Entradas listadas
□ □ □ □
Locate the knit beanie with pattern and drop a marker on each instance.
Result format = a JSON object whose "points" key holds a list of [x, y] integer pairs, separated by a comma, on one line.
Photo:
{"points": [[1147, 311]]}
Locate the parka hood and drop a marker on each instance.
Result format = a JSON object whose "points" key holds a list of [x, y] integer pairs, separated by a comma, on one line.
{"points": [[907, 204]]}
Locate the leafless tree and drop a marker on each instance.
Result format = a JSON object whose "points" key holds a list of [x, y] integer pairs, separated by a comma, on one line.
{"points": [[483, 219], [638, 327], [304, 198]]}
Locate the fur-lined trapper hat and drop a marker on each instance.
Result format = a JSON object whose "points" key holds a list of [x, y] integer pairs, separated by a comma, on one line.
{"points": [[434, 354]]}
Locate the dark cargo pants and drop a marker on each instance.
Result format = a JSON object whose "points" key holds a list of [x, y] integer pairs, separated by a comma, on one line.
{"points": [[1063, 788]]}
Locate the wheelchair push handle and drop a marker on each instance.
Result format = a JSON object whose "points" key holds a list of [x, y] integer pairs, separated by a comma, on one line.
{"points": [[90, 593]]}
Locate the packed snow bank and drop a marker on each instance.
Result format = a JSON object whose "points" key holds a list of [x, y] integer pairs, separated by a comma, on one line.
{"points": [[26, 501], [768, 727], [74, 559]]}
□ □ □ □
Tarea pendiente
Vuelve a escribir todas las líneas del material de arriba sin cambiar ni una letra.

Respuesta escrita
Locate the knit beanie with pattern and drop a marker on each instance.
Result format = a JSON object whose "points" key holds a list of [x, y] integer pairs, separated by a comma, on one line.
Photo:
{"points": [[1147, 311]]}
Locate the parka hood and drop a marker on each instance.
Result format = a JSON object whose "points" key holds a list of [x, y] integer pairs, separated by a comma, on one line.
{"points": [[907, 204]]}
Locate the leafless tree and drop a marker on each instance.
Result format = a JSON object whose "points" key holds a list of [x, y] integer pairs, separated by a comma, on one line.
{"points": [[483, 219], [638, 327], [304, 198]]}
Locate the fur-lined trapper hat and drop a marker on each instance.
Result format = a JSON object whose "points" key holds a list of [x, y] integer pairs, separated by a comma, on one line.
{"points": [[434, 354]]}
Locate the dark cargo pants and drop a marker on each instance.
Result format = a JSON object whose "points" key holds a list of [x, y] integer pairs, separated by a comma, on one line.
{"points": [[1063, 788]]}
Locate the wheelchair push handle and drop a marker on each instance.
Result format = a JSON object whose "points" key holds a list of [x, y] integer pairs, separated by a comma, on one line.
{"points": [[90, 593]]}
Locate the packed snow bank and drop a marker on each instance.
Result format = a JSON object whose "points" key holds a list of [x, y] integer pairs, separated by a comma, on one line.
{"points": [[26, 501], [768, 727], [74, 559]]}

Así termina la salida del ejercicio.